Exercise details: State only the number of lines in the listing that contain the word "below".

Region labeling records

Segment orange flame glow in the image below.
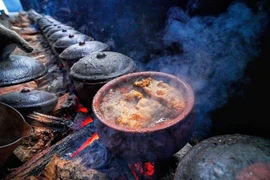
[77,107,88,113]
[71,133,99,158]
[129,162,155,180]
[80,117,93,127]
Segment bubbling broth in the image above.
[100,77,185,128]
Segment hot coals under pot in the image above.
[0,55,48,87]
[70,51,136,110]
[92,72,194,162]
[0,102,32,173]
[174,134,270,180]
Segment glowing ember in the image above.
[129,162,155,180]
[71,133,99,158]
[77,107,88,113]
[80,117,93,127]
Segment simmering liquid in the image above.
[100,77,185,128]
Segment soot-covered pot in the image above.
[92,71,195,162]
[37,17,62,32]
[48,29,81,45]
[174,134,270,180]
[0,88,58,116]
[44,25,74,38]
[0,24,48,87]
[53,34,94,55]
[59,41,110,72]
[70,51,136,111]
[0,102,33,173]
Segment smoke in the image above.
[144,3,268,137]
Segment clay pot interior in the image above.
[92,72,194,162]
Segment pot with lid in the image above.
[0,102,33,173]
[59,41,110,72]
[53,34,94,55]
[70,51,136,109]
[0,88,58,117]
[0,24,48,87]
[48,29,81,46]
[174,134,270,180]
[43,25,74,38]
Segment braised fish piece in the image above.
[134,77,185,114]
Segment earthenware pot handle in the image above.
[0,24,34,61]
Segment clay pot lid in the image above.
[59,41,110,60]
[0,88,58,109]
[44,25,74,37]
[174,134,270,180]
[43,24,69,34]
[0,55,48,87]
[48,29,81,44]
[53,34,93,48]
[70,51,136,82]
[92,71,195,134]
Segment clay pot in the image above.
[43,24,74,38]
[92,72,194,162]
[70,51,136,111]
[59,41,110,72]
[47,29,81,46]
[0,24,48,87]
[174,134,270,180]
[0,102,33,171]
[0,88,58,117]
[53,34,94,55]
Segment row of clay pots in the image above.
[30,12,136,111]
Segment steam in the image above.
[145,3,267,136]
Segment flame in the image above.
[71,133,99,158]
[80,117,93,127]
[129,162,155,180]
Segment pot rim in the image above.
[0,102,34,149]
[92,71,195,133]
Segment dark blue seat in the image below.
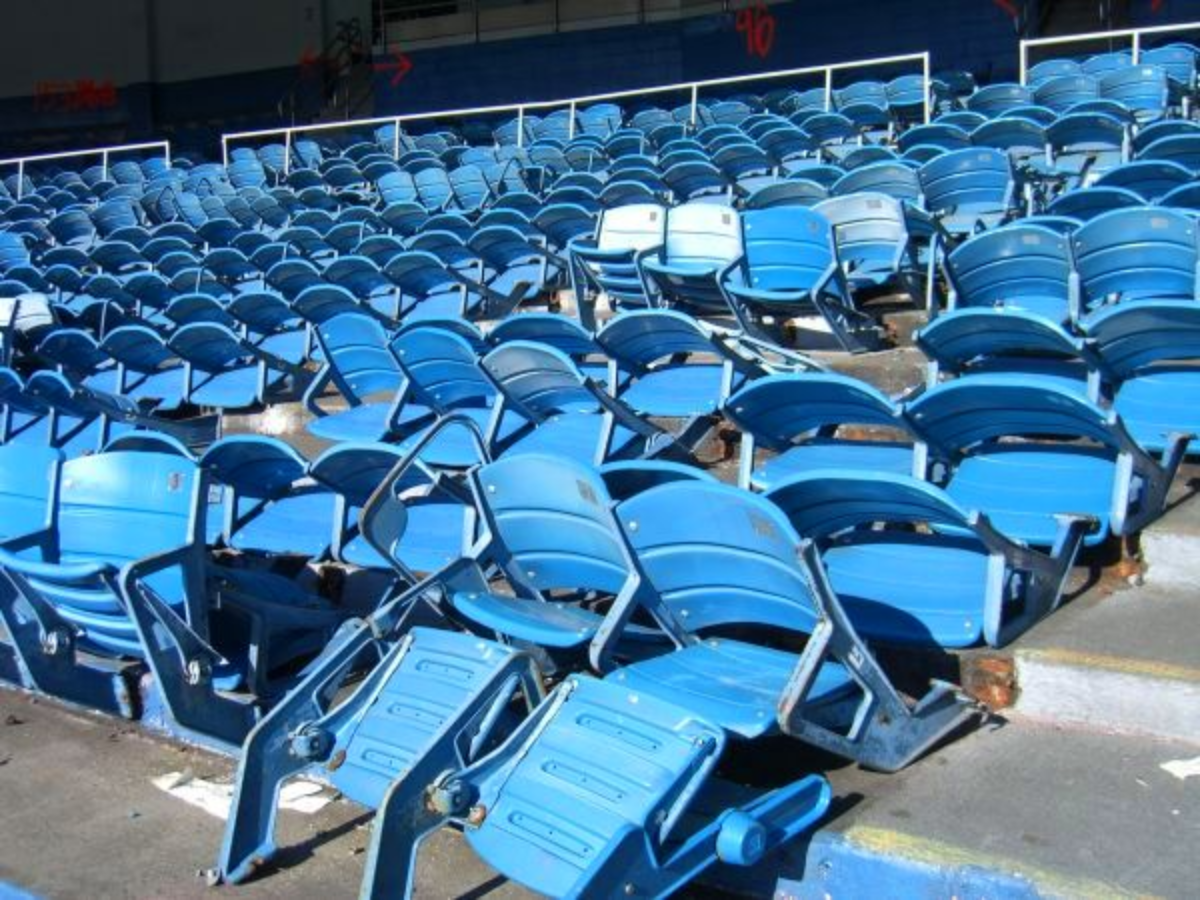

Response to the task: 2